> **Task objective**
Put every line in the rows below into a JSON list of strings, one string per line, and skip the blank lines.

> **Given information**
- - -

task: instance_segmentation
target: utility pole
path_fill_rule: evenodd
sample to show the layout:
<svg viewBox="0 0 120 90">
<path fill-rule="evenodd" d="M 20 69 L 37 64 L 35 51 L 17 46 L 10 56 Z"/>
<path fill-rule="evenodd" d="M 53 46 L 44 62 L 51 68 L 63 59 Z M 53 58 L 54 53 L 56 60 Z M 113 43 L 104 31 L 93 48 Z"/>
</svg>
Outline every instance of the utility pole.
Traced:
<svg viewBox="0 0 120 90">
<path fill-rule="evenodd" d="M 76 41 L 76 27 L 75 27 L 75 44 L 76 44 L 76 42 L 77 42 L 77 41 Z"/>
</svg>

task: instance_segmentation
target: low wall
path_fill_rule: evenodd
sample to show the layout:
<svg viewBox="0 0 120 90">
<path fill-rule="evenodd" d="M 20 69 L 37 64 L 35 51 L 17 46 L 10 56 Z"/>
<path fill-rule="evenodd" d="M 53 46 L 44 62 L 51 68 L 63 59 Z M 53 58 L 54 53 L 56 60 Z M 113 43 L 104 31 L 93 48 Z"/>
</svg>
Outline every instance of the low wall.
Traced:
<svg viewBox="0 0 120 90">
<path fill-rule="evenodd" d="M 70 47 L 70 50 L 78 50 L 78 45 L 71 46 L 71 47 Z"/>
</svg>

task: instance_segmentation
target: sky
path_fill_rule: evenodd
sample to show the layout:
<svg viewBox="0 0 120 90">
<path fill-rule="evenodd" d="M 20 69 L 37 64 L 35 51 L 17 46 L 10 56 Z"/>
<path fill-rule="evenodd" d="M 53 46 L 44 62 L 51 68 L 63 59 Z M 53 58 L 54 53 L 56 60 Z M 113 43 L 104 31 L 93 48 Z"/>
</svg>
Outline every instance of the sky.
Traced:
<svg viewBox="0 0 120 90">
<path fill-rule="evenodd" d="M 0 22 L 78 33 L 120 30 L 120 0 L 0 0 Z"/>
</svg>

- - -

> **Output of the exercise**
[
  "task: instance_segmentation",
  "target: utility pole",
  "path_fill_rule: evenodd",
  "sample to show the layout:",
  "<svg viewBox=\"0 0 120 90\">",
  "<path fill-rule=\"evenodd\" d=\"M 20 69 L 37 64 L 35 51 L 17 46 L 10 56 Z\"/>",
  "<path fill-rule=\"evenodd\" d=\"M 53 46 L 44 62 L 51 68 L 63 59 Z M 53 58 L 54 53 L 56 60 Z M 113 43 L 104 31 L 93 48 Z\"/>",
  "</svg>",
  "Outline every instance of the utility pole.",
  "Traced:",
  "<svg viewBox=\"0 0 120 90\">",
  "<path fill-rule=\"evenodd\" d=\"M 76 41 L 76 27 L 75 27 L 75 44 L 76 44 L 76 42 L 77 42 L 77 41 Z\"/>",
  "</svg>",
  "task: instance_segmentation",
  "target: low wall",
  "path_fill_rule: evenodd",
  "sample to show the layout:",
  "<svg viewBox=\"0 0 120 90\">",
  "<path fill-rule=\"evenodd\" d=\"M 20 69 L 37 64 L 35 51 L 17 46 L 10 56 Z\"/>",
  "<path fill-rule=\"evenodd\" d=\"M 53 46 L 44 62 L 51 68 L 63 59 Z M 53 58 L 54 53 L 56 60 Z M 113 43 L 104 31 L 93 48 Z\"/>",
  "</svg>",
  "Outline every instance of the low wall.",
  "Traced:",
  "<svg viewBox=\"0 0 120 90\">",
  "<path fill-rule=\"evenodd\" d=\"M 70 47 L 70 50 L 78 50 L 78 45 L 71 46 L 71 47 Z\"/>",
  "</svg>",
  "task: instance_segmentation",
  "target: sky",
  "path_fill_rule: evenodd",
  "sample to show the layout:",
  "<svg viewBox=\"0 0 120 90\">",
  "<path fill-rule=\"evenodd\" d=\"M 20 69 L 37 64 L 35 51 L 17 46 L 10 56 Z\"/>",
  "<path fill-rule=\"evenodd\" d=\"M 53 46 L 44 62 L 51 68 L 63 59 Z M 53 58 L 54 53 L 56 60 Z M 113 43 L 104 31 L 93 48 Z\"/>",
  "</svg>",
  "Outline every instance of the sky.",
  "Traced:",
  "<svg viewBox=\"0 0 120 90\">",
  "<path fill-rule=\"evenodd\" d=\"M 0 22 L 78 33 L 120 30 L 120 0 L 0 0 Z\"/>",
  "</svg>"
]